- SOURCE DOCUMENT:
◇ ◇ ◇ ◇ ◇

Spanish clarinettist (1870–1947)

Miguel Yuste Moreno (Alcalá del Valle, Cádiz, 20 June 1870 – Madrid, April 1947) was a Spanish clarinetist, composer and teacher. He held the chair of clarinet at the Madrid Royal Conservatory from 1910 to 1940 and is regarded as a founding figure of the modern Spanish school of clarinet playing.

== Biography ==
Orphaned at the age of eight, Yuste was placed in the San Bernardino orphanage in Madrid, where he began his musical studies under the clarinettist José Chacón. He entered the Royal Conservatory in 1883, taking classes in solfeggio, clarinet and harmony, and was awarded first prizes in those subjects. At the age of fifteen he gained a place by competitive examination in the band of the Royal Corps of Halberdiers, and in 1887 he was appointed principal clarinet of the opera orchestra of the Buen Retiro gardens. He also played with the Madrid Concert Society, the orchestra of the Teatro Real, the Madrid Chamber Music Society, the Madrid Symphony Orchestra and the Royal Chapel. When the Madrid Municipal Band was founded in 1909, its conductor Ricardo Villa, a fellow student and friend, offered him the post of principal clarinet; Yuste served as the band's deputy conductor until 1931.

◇ ◇ ◇ ◇ ◇

- PROBLEM DESCRIPTION: Extend the biography of the Spanish clarinetist Miguel Yuste Moreno by writing the next part, beginning after its last sentence. The listing has nothing to do with the text about Miguel Yuste Moreno.

- DATA BELOW:
◇ ◇ ◇ ◇ ◇

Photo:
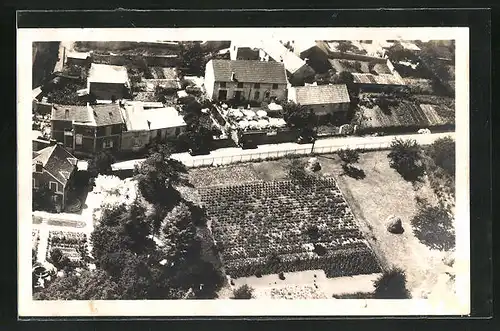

◇ ◇ ◇ ◇ ◇

- SOLVED EXERCISE:
Yuste was a noted clarinet soloist and gave the Spanish premieres of Brahms's Clarinet Quintet in B minor, Op. 115, and his Clarinet Sonata No. 1 in F minor, Op. 120, first heard in Madrid in 1893 and 1896 respectively, on both occasions only a year after their first performances in Berlin and Vienna. Both concerts took place at the Salón Romero, the concert hall founded by the clarinettist and teacher Antonio Romero y Andía.

Yuste continued the teaching tradition of Romero y Andía, whom he succeeded in 1910 as professor of clarinet at the Madrid Royal Conservatory, a chair he held until 1940. From it he revised the official syllabus of the subject, unchanged since his own student years, raising its demands through a method of his own arranged in three complementary areas of study. His pupils included clarinettists who went on to hold positions in the Madrid Municipal Band, the Madrid Symphony Orchestra, the Madrid Philharmonic Orchestra and the Spanish National Orchestra, among them Julián Menéndez González and Leocadio Fuertes y Bondía.

=== Family ===
Yuste married Purificación Azofra Barilonga (b. Logroño, 1870), with whom he had nine children, three of whom died in infancy. His son Miguel Yuste Azofra followed his father's career as a clarinettist. He is the grandfather of the comedian Josema Yuste. Widowed, he married the pianist Feliciana Agero García, who was the first teacher of the pianist Isidro Barrio. A daughter of this marriage, Ascensión Yuste Agüero, taught solfeggio and music theory at the Madrid Royal Conservatory.

== Works ==
Yuste's catalogue, numbered by opus, is devoted largely to wind instruments, whose solo repertoire was scarce in Spain at the beginning of the twentieth century. His writing combines technical demands with a lyrical treatment of the instrument, with cantabile passages that imitate the human voice and virtuosic display reserved for cadenzas and closing sections.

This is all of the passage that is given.